● Assigned task A
According to the post below about Star Records, in what year did the shop open?

Top of Excerpt

In Oshawa, Ontario, Canada*, there used to be an infamous record shop called Star Records. It was started by Mike Shulga, the child of Ukrainian immigrants, who rebranded himself as Mike Star and became a big player in punk and underground music. His record store sprouted a record label (the first home of The Forgotten Rebels) and a renowned music venue, but it was the shop that would see the longevity. It opened its doors in 1974 and didn’t close until the year after its founder’s untimely death in 2015. It was temporarily replaced by a Kops Records chain location but I don’t know what’s there now.

I mention Star Records today as a nod because it will forever be connected with today’s song of focus, given that the one time I ever purposely went to the store was in the summer of 1993 and it was that very day that I first heard “My name is mud”.

I didn’t actually collect a lot vinyl when I was younger. I had a bunch of Disneyland 45s, as well as the “Pete’s Dragon soundtrack” and “Mickey Mouse Disco” LPs. On the cooler side of things, I had an early 7″ of Human League’s “Don’t you want me”. I also had a copy Bangles’ “Different light” that I won in a contest and a really warped copy of The Cure’s “Mixed up” that I bought because I couldn’t find it on CD. But that was it. In 1993, I was moving from cassette tapes into compact discs and vinyl for me was already in the past. So I didn’t find much cause to wander into the famous shop that often drew members of The Ramones whenever they passed through the ’shwa, especially given that I lived in a town 15km away and didn’t often have access to my own wheels.

Bottom of Excerpt

● Assigned task B
From the stored data entries below, extract word for word every line from the one containing "Segment each target" through the one containing "positive clicks: (75, 194)", with both of those lines included.

Top of Recorded data

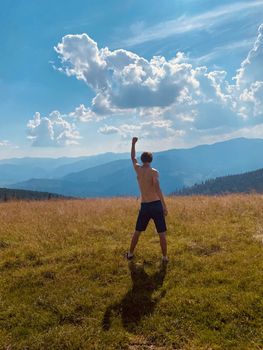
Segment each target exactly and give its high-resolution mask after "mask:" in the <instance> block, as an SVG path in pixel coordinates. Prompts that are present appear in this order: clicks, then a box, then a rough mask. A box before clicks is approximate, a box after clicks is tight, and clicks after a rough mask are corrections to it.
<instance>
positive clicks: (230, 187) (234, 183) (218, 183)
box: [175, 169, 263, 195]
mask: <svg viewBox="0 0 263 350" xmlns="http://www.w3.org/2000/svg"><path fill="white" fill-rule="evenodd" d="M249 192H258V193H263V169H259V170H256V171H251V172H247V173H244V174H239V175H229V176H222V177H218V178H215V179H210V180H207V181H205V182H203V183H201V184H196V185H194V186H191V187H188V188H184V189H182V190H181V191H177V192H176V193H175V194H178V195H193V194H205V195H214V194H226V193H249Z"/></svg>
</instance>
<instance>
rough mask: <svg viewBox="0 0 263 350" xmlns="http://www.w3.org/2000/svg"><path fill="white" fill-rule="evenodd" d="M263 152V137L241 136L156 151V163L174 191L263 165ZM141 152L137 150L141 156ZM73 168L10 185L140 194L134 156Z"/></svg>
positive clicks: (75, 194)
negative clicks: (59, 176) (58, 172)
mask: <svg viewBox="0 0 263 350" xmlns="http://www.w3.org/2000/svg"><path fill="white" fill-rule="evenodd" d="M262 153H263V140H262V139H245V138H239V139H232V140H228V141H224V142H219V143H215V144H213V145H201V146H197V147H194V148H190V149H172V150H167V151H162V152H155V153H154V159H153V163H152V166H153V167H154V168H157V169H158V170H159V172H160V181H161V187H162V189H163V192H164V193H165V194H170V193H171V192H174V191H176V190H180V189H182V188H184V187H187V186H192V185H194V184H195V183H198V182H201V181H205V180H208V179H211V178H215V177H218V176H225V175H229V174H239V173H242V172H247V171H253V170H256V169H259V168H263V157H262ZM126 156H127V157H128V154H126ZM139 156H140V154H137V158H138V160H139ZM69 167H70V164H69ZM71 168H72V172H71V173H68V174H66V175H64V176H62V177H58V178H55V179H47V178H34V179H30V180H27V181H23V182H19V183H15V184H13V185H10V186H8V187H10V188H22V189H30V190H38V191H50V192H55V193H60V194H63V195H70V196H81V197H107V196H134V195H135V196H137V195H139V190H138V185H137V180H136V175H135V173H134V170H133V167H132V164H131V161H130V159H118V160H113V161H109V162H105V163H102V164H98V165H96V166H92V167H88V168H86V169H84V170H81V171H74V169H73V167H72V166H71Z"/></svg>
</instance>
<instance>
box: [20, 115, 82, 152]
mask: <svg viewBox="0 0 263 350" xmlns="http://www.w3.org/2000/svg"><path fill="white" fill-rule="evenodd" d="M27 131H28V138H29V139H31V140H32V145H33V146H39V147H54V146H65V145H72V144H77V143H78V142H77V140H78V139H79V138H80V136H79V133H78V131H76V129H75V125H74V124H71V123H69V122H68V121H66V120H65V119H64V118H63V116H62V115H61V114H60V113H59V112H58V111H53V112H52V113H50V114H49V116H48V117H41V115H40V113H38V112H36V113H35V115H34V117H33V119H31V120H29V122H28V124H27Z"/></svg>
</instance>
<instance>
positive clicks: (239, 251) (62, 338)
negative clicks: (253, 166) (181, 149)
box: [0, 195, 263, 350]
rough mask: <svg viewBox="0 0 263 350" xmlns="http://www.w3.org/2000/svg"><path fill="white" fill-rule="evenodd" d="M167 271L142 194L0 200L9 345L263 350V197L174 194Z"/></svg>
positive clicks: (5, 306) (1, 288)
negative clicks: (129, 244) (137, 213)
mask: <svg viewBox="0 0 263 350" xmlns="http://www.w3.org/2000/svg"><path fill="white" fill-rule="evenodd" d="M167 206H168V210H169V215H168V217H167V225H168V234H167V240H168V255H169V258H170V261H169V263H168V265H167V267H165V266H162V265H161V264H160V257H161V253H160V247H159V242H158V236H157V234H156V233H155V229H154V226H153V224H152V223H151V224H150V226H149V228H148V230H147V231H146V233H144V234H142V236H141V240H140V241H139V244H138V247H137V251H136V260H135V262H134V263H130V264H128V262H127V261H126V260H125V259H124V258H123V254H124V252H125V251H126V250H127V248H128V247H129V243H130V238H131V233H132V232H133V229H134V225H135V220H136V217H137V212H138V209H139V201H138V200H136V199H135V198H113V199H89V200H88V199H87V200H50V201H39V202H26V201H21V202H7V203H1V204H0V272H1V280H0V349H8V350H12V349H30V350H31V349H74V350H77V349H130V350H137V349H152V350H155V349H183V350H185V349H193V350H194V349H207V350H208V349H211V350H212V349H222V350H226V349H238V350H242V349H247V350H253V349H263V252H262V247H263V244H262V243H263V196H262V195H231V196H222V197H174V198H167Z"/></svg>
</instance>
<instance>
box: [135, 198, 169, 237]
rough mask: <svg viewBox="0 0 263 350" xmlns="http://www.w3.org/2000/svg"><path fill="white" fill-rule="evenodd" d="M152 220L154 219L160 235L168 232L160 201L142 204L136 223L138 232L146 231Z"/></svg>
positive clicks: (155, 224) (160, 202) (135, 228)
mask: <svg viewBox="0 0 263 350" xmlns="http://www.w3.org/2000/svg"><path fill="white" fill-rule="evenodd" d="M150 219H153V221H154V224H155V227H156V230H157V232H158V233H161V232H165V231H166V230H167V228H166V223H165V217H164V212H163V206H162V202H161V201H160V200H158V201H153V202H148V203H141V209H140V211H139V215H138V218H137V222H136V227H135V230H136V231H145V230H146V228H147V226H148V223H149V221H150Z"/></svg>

Bottom of Recorded data
Top of Recorded data

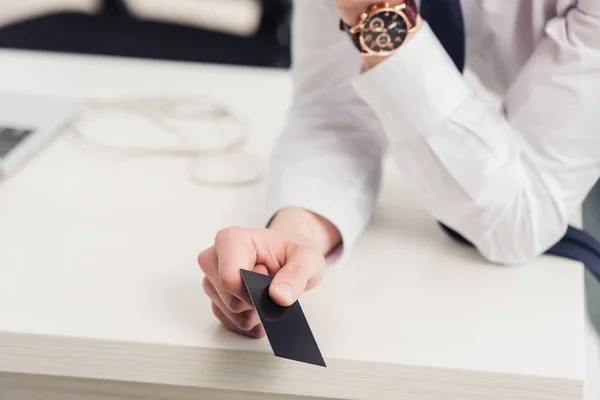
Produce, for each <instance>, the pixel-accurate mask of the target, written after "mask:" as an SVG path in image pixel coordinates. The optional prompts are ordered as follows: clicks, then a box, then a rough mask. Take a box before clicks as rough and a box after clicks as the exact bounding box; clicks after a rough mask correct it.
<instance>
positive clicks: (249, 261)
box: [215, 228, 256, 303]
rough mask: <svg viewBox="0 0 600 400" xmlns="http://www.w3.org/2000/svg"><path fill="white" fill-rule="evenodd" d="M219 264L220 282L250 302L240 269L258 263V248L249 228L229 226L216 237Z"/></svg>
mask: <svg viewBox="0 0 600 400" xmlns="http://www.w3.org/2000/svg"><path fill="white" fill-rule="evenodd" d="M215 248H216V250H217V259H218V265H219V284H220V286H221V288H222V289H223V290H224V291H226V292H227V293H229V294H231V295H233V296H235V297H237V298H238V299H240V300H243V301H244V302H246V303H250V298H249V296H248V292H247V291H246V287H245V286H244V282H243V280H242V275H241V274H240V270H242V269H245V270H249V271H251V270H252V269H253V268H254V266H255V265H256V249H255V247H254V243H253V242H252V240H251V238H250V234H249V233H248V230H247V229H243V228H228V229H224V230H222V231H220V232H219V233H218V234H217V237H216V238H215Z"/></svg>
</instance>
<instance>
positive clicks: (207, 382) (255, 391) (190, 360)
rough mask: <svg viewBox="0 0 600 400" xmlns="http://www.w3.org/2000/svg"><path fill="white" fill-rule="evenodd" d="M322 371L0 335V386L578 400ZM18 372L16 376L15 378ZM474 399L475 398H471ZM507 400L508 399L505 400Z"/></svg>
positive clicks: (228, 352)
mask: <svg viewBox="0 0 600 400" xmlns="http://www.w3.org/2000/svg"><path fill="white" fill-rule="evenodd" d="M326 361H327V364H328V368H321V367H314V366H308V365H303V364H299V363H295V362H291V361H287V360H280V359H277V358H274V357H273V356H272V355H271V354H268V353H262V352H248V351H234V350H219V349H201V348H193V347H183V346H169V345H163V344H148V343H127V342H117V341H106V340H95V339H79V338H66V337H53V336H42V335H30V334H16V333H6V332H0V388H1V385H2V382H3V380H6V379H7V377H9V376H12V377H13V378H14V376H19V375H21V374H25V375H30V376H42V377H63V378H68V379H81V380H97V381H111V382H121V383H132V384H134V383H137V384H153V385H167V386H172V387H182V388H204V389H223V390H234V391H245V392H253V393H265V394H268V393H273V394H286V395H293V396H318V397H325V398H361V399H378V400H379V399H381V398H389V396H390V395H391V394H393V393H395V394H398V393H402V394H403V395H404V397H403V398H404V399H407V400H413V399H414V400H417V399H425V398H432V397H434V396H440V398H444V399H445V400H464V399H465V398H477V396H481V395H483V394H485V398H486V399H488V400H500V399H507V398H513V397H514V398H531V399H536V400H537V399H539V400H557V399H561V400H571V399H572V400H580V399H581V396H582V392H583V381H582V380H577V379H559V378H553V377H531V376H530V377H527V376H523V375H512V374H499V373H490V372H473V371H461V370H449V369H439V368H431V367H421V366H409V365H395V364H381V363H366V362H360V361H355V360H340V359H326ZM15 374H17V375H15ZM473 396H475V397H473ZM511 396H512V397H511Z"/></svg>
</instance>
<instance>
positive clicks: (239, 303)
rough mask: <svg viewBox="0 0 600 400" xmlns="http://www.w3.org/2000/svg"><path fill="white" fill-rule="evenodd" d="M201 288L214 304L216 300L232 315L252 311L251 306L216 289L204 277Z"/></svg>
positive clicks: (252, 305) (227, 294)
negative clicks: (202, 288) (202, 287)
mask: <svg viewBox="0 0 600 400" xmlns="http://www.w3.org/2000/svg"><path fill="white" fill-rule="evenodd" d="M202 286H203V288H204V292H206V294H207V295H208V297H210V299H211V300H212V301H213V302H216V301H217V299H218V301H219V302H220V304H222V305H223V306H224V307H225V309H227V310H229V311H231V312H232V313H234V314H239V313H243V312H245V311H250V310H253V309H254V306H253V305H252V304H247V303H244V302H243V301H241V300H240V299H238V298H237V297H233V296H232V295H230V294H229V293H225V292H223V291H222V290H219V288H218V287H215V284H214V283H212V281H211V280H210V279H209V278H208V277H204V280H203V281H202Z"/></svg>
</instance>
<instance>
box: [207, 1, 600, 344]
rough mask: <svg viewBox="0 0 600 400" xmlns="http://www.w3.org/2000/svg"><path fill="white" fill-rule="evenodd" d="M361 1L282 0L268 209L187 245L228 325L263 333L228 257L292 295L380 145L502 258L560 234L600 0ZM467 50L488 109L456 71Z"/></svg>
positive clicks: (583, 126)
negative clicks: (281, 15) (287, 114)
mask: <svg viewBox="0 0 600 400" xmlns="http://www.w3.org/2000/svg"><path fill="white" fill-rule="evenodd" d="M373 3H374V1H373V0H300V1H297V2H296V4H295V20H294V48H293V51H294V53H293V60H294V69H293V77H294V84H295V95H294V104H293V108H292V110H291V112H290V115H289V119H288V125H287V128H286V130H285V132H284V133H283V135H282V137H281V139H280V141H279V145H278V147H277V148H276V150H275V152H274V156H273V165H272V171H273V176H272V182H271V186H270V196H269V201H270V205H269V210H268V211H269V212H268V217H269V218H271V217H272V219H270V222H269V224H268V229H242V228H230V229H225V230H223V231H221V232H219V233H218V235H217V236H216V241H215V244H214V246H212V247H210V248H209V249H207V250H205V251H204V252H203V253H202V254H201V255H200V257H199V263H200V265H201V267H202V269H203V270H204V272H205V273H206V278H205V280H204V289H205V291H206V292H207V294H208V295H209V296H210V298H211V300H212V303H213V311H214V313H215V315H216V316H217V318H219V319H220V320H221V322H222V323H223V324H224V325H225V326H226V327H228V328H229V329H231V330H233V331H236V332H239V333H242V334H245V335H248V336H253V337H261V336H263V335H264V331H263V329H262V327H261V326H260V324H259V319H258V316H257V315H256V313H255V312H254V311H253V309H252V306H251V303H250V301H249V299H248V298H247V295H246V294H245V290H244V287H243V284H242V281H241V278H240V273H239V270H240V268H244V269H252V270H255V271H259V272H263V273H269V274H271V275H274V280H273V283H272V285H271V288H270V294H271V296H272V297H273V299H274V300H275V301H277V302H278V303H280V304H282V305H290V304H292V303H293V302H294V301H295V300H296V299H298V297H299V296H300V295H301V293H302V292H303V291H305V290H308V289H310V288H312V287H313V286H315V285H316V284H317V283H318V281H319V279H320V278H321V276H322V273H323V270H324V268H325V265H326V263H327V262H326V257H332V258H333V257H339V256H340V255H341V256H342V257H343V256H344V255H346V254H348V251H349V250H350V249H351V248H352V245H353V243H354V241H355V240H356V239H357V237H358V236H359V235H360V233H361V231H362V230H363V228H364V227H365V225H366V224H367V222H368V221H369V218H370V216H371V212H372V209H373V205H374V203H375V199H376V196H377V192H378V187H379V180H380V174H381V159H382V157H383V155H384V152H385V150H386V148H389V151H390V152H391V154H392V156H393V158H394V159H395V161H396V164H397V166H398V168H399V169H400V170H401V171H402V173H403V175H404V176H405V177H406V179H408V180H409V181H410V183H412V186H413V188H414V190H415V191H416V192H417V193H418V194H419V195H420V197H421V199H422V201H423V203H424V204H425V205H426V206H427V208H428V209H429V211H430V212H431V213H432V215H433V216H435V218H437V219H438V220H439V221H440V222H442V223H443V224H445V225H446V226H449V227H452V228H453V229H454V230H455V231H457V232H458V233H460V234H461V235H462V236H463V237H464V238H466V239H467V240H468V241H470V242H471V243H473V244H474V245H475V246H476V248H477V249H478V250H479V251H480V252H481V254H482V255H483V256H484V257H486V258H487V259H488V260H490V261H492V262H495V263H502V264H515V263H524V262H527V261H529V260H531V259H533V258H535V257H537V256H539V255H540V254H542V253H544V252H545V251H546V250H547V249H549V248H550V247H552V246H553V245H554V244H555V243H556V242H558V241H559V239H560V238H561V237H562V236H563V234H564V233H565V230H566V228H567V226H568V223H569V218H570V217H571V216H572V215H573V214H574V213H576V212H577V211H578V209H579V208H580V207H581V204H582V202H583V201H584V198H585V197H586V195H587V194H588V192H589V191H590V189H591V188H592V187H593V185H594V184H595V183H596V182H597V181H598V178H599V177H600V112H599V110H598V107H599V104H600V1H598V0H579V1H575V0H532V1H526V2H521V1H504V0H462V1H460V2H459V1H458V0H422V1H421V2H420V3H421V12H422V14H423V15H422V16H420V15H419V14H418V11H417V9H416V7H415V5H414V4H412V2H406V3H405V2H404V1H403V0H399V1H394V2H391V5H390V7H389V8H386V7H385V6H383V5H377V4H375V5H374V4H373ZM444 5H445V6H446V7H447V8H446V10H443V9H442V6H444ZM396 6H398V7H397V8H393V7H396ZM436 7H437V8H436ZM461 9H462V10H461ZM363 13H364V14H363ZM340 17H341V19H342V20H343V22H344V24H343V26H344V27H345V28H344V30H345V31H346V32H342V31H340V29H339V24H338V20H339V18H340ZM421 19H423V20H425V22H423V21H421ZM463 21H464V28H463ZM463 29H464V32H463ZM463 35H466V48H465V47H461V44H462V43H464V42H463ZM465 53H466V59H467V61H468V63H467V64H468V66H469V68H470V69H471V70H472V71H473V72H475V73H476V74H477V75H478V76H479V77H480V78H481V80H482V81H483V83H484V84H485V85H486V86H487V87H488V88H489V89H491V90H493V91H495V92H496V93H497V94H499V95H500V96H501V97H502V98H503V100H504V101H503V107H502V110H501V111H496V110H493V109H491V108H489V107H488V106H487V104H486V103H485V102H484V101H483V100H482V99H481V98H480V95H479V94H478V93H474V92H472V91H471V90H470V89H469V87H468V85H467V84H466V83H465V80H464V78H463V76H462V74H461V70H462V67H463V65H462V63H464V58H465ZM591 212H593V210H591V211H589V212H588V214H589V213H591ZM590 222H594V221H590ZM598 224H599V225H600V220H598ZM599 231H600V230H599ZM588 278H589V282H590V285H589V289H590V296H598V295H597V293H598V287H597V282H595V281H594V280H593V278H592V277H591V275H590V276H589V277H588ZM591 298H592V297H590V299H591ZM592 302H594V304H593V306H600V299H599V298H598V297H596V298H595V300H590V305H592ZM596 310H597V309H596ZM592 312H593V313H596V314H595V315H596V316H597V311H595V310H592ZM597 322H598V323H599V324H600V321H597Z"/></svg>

Bottom of Recorded data

● Exercise solution A
1974

● Exercise solution B
Segment each target exactly and give its high-resolution mask after "mask:" in the <instance> block, as an SVG path in pixel coordinates. Prompts that are present appear in this order: clicks, then a box, then a rough mask. A box before clicks is approximate, a box after clicks is tight, and clicks after a rough mask are corrections to it.
<instance>
positive clicks: (230, 187) (234, 183) (218, 183)
box: [175, 169, 263, 195]
mask: <svg viewBox="0 0 263 350" xmlns="http://www.w3.org/2000/svg"><path fill="white" fill-rule="evenodd" d="M249 192H258V193H263V169H259V170H256V171H251V172H247V173H244V174H239V175H229V176H222V177H218V178H215V179H210V180H207V181H205V182H203V183H201V184H196V185H194V186H191V187H188V188H184V189H182V190H181V191H177V192H176V193H175V194H178V195H193V194H205V195H214V194H226V193H249Z"/></svg>
</instance>
<instance>
rough mask: <svg viewBox="0 0 263 350" xmlns="http://www.w3.org/2000/svg"><path fill="white" fill-rule="evenodd" d="M263 152V137L241 136L156 151V163L174 191L263 165ZM141 152L137 150L141 156ZM73 168L10 185L140 194L134 156Z"/></svg>
positive clicks: (75, 194)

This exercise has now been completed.